**Source**

——————————

What is a sparse vector and which role does the $l_0$ norm play?

Question

In a paper I read "define the sparsity of $\theta \in \mathbb{R}^J$ by its $l_0$ norm $\lVert \theta \lVert_0$". What is a sparse vector, which role does the $l_0$ norm play, and how is it defined?

Answer 1

As far as I know 0-norm, just counts the number of nonzero entries. Thus for a vector $v = (v_1,...,v_n)$ we would have that $\|v\|_0 = \sum_{v_i\neq 0}1 = \#$ of non-zero $v_i$.

Note: Some authors normalize $\|\cdot\|_0$ by diving by $n$ so that $0\leq\|\cdot\|_0\leq1$

A sparse vector is one that has very few non-zero entries. So the smaller the $\|v\|_0$ the more sparse the vector $v$.

Finally, it's worth pointing out that $\|\cdot\|_0$ does not obey the triangle inequality so is not actually a norm.

Answer 2

A sparse vector is a vector of big dimension (e.g., $x\in\mathbb{R}^n$ for large $n$), but with only very few non-zero coordinates. ("Morally $n$, actually $k$ coordinates.")

That's what the $\ell_0$ "norm" captures: it is exactly the number of non-zero coordinates: $$ \lVert x\rVert_0 = \lim_{\alpha\to 0^+} \lVert x\rVert_\alpha = \left(\sum_{k=1}^n \lvert x\rvert^\alpha\right)^{1/\alpha} = \sum_{k=1}^n \mathbb{1}_{(0,\infty)}(\lvert x\rvert) $$

——————————

**Exercises**
1. List every section heading that divides the sparse vector thread into its parts.
2. Extract the stretch of the sparse vector thread from "What is a sparse vector and" through "of non-zero $v_i$.", copying it word for word.

——————————

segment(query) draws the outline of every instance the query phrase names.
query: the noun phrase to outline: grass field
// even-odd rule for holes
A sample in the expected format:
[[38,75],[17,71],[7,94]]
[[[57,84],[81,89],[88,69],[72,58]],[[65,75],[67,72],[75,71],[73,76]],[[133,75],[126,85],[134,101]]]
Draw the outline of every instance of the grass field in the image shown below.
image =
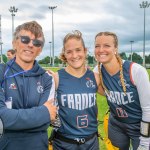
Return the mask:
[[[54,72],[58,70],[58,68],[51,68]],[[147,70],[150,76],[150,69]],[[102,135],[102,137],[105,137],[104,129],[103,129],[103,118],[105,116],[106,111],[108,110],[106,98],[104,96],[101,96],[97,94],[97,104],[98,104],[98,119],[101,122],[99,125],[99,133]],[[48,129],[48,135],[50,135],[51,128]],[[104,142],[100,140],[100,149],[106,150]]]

——————————

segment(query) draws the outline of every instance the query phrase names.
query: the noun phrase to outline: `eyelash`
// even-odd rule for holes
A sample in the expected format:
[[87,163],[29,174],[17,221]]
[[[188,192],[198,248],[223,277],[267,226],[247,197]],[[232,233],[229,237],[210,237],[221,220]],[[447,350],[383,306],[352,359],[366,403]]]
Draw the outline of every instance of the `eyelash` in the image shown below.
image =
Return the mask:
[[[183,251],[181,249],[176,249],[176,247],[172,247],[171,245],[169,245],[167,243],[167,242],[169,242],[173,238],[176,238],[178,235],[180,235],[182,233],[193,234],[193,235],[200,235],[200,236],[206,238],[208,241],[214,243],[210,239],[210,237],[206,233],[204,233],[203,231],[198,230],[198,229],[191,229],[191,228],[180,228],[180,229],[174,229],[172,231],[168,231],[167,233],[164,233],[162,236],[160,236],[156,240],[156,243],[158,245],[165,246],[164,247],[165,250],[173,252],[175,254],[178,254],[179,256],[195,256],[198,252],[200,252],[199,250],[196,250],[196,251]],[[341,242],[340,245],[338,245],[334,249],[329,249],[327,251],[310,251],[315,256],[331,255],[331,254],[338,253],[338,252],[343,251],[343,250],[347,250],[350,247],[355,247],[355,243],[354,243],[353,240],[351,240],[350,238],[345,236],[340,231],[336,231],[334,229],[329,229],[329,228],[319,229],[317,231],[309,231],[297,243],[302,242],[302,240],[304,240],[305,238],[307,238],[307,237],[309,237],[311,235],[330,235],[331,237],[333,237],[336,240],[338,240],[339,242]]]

——————————

**Solutions by task**
1.
Question
Answer 1
Answer 2

2.
What is a sparse vector and which role does the $l_0$ norm play?

Question

In a paper I read "define the sparsity of $\theta \in \mathbb{R}^J$ by its $l_0$ norm $\lVert \theta \lVert_0$". What is a sparse vector, which role does the $l_0$ norm play, and how is it defined?

Answer 1

As far as I know 0-norm, just counts the number of nonzero entries. Thus for a vector $v = (v_1,...,v_n)$ we would have that $\|v\|_0 = \sum_{v_i\neq 0}1 = \#$ of non-zero $v_i$.